= Given text =
********

Some thoughts on SubQ's Subquadratic LLM
What is subquadratic sparse attention and how does that compare with DeepSeek's V4 improvements.
What makes the Transformer model architecture so good at generative AI is also what makes it progressively worse as the context length of the model increases. For each token that is generated, the attention mechanism looks at all the previous generated tokens to compute its attention with respect to those before it. As the context length grows, this becomes computationally expensive. This puts a huge strain on the already memory-constrained KV cache. Since the seminal attention is all you need paper came out, there have been various improvements over the standard self-attention mechanism to improve both compute and memory complexity as well as time required by the model to compute it. Some of these are sparse attention, low rank/linear attention, grouped query attention and some combinations of sliding window attentions.
Subquadratic, or SubQ for short, is a different approach to attention mechanisms traditionally found in Transformer models. It makes use of subquadratic selective attention mechanism to reduce attention complexity, time and resource usage, thereby allowing huge context windows to become feasibly possible. SubQ claims that their model can serve a 12M context window at significantly reduced compute and therefore energy spend, at a lower cost. Now, these claims aren’t vetted by the community because they are behind closed doors so far and access to the model (and related harness) is restricted. While there is no published whitepaper, they claim that the use of subquadratic selective (sparse) attention (SSA) can improve attention performance over other generally used mechanisms.

********

= Brief =
Rewrite everything from "Subquadratic, or SubQ" down to "generally used mechanisms." in the SubQ write-up, putting "technical report" in place of "whitepaper". The records are separate material, not part of the SubQ write-up.

********

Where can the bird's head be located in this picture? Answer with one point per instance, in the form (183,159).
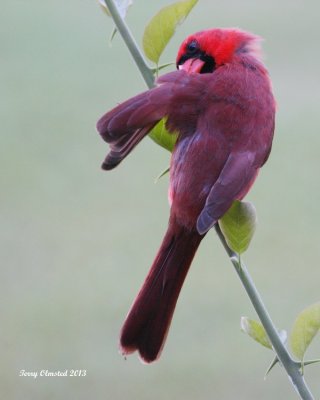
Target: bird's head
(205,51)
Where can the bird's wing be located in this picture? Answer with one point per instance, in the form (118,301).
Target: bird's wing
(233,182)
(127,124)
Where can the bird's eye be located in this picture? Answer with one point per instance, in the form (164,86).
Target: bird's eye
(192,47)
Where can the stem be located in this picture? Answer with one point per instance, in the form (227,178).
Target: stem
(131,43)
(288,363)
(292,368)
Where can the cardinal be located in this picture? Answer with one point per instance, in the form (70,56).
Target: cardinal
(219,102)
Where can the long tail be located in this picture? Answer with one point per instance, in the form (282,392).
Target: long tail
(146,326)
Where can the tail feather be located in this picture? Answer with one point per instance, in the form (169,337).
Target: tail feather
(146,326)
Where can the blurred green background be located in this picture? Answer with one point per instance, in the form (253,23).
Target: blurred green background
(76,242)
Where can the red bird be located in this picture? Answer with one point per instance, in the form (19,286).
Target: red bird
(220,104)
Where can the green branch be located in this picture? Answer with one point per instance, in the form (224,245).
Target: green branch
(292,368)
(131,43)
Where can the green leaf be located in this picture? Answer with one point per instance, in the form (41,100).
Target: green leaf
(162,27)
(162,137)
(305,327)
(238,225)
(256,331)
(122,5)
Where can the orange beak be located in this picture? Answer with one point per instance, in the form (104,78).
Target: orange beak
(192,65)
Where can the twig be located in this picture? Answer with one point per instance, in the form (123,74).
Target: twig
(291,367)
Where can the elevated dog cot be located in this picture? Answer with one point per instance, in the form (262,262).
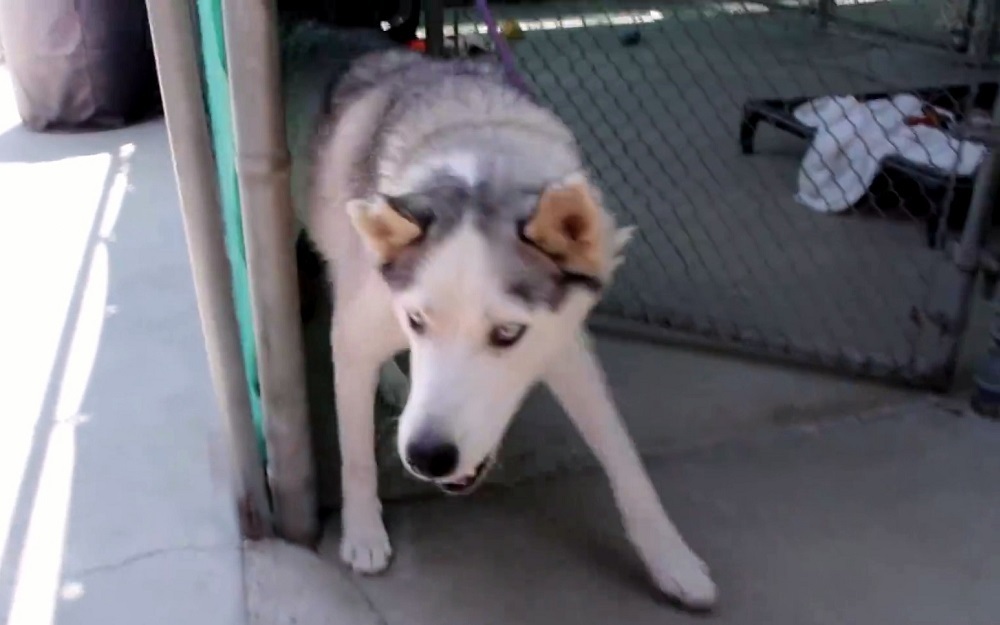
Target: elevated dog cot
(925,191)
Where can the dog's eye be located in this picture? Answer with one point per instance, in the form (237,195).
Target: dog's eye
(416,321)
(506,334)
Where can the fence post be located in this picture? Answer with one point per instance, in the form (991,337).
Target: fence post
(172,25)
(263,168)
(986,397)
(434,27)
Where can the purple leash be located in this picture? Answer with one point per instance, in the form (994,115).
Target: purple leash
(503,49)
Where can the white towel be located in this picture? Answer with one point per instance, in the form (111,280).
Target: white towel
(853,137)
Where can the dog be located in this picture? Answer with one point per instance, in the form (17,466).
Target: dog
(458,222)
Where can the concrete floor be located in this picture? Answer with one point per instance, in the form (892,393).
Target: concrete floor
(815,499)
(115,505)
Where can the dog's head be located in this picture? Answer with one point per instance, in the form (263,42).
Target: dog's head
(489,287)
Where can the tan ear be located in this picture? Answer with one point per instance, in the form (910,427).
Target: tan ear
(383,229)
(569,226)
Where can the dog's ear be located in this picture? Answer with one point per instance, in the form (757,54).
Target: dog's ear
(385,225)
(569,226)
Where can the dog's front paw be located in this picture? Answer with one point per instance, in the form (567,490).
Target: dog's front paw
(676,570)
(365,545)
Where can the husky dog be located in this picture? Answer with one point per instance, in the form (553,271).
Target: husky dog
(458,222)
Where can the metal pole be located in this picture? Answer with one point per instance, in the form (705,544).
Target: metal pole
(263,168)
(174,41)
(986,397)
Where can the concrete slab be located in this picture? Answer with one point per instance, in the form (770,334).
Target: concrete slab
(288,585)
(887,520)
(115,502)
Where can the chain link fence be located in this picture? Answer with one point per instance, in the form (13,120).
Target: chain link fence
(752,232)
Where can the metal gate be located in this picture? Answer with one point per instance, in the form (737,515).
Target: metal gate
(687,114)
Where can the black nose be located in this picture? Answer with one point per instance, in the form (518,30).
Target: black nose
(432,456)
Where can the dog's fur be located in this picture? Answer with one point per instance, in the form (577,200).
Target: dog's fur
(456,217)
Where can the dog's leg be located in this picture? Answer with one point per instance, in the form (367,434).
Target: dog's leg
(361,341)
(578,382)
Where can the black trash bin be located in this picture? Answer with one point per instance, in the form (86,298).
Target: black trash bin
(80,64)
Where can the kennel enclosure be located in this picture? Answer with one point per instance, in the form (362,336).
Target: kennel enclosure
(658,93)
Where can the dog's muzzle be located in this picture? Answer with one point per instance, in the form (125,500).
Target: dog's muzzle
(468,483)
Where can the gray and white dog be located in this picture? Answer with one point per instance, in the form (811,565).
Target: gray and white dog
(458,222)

********

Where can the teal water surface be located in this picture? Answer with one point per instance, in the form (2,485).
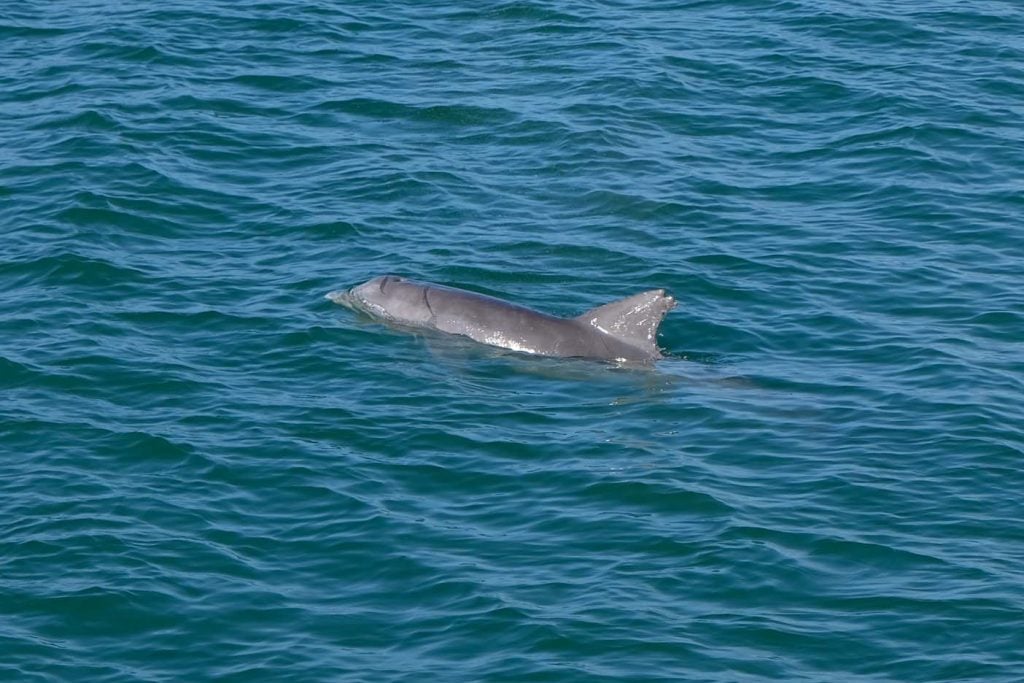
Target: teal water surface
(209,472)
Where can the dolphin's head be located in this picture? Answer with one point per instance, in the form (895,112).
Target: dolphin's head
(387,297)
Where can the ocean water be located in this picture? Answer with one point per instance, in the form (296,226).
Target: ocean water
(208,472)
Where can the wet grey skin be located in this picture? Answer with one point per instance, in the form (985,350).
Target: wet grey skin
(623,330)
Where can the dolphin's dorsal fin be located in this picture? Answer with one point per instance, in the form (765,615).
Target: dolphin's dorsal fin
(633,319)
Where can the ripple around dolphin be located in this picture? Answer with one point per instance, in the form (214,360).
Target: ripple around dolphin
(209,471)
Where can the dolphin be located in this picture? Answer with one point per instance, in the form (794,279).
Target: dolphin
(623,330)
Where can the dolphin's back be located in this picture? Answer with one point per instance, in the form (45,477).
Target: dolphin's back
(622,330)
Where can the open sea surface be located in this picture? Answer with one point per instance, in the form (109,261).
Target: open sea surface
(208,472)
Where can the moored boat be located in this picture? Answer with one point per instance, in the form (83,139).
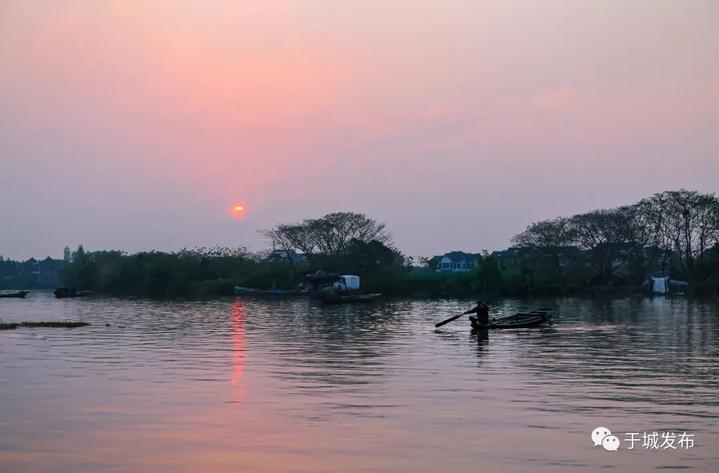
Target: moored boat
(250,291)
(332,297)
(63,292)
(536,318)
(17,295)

********

= Reply to the task =
Subquadratic, or SubQ for short, is a different approach to attention mechanisms traditionally found in Transformer models. It makes use of subquadratic selective attention mechanism to reduce attention complexity, time and resource usage, thereby allowing huge context windows to become feasibly possible. SubQ claims that their model can serve a 12M context window at significantly reduced compute and therefore energy spend, at a lower cost. Now, these claims aren’t vetted by the community because they are behind closed doors so far and access to the model (and related harness) is restricted. While there is no published technical report, they claim that the use of subquadratic selective (sparse) attention (SSA) can improve attention performance over other generally used mechanisms.